→ Задания
1 - Выведите без изменений фрагмент отрывка о майоре Шеймове: начните со слов «Так было, когда» и остановитесь после слов «все на месте.».
2 - Подхватите отрывок о майоре Шеймове и продолжите его с того места, на котором он заканчивается.

Сотруднику центрального аппарата КГБ майору Шеймову по делам службы никогда и никуда не надо было отлучаться, весь рабочий день, нередко затягивавшийся до глубокой ночи, он проводил в своей комнате, куда попасть было непросто; он запирался и открывал дверь не на всякий стук, а если отлучался на обед или, скажем, шел к начальству, непременно поворачивал рычажки своего замка, снабженного шифром, и еще разок дергал за ручку двери, проверяя, хорошо ли она заперта.
Так было, когда Шеймов работал в Польше, такой же режим соблюдал в период работы в нескольких африканских странах, этот порядок поддерживал и по возвращении в Москву. И ничего удивительного в том не было, профессия у него такая — шифровальщик.
Однажды Шеймов не явился на службу, все решили, что заболел, ибо его знали как человека дисциплинированного, исполнительного, для которого долг прежде всего.
Не явился он и на следующий день, дома на телефонные звонки никто не отвечал. Коллеги забеспокоились, поехали к Шеймову на квартиру. Но и здесь не обнаружили никаких признаков жизни. Ничего не могли сказать и соседи. При помощи работников домоуправления сотрудники вошли в квартиру. Никого. В комнатах не то чтобы идеальный порядок, но вроде бы все на месте.
Зашли к родителям Шеймова. Оказалось, они тоже ничего не знают. Работники органов госбезопасности встревожились еще больше, заметив, как странно повели себя старики. Казалось бы, они должны были забеспокоиться: ни на работе, ни дома нет сына, любимой внучки и снохи. А родители Шеймова лишь удивленно пожимали плечами, мол, понятия не имеем, куда они могли подеваться.

→ Исходные материалы
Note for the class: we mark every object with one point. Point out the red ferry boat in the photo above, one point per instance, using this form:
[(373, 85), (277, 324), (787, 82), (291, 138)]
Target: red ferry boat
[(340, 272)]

→ Ответы к заданиям
1 -
Так было, когда Шеймов работал в Польше, такой же режим соблюдал в период работы в нескольких африканских странах, этот порядок поддерживал и по возвращении в Москву. И ничего удивительного в том не было, профессия у него такая — шифровальщик.
Однажды Шеймов не явился на службу, все решили, что заболел, ибо его знали как человека дисциплинированного, исполнительного, для которого долг прежде всего.
Не явился он и на следующий день, дома на телефонные звонки никто не отвечал. Коллеги забеспокоились, поехали к Шеймову на квартиру. Но и здесь не обнаружили никаких признаков жизни. Ничего не могли сказать и соседи. При помощи работников домоуправления сотрудники вошли в квартиру. Никого. В комнатах не то чтобы идеальный порядок, но вроде бы все на месте.

2 -
К великому нашему стыду, вскоре было установлено: ни в Москве, ни в стране Шеймова и его семьи нет. Выехали. Сами они, конечно, этого сделать не смогли бы. Всех троих вывезли, очевидно, с их согласия. Сомнений у сотрудников органов госбезопасности почти не оставалось, но все-таки в предательство верилось с трудом.
Провели тщательное расследование. И снова нас ждал удар.
Обычно, когда агент иностранной разведки покидает страну пребывания и возвращается на родину, некоторое время, и иной раз довольно долго, он не выходит на связь со спецслужбой, ибо за ним может вестись наблюдение. Начинать работу он имеет право лишь после того, как получит сигнал от «хозяев». Этот сигнал Шеймову был дан — ему послали письмо. Конечно, не на его имя и адрес, и написано оно было не открытым текстом. Но сомнений не оставалось: Шеймов не первый день работает на противника.
Это был тяжелый провал, ведь Шеймов — шифровальщик, и с его помощью в руки противника попали шифры, а значит, все, что передавали наши агенты, западные спецслужбы перехватывали и расшифровывали. Неизвестно, сколько времени это продолжалось.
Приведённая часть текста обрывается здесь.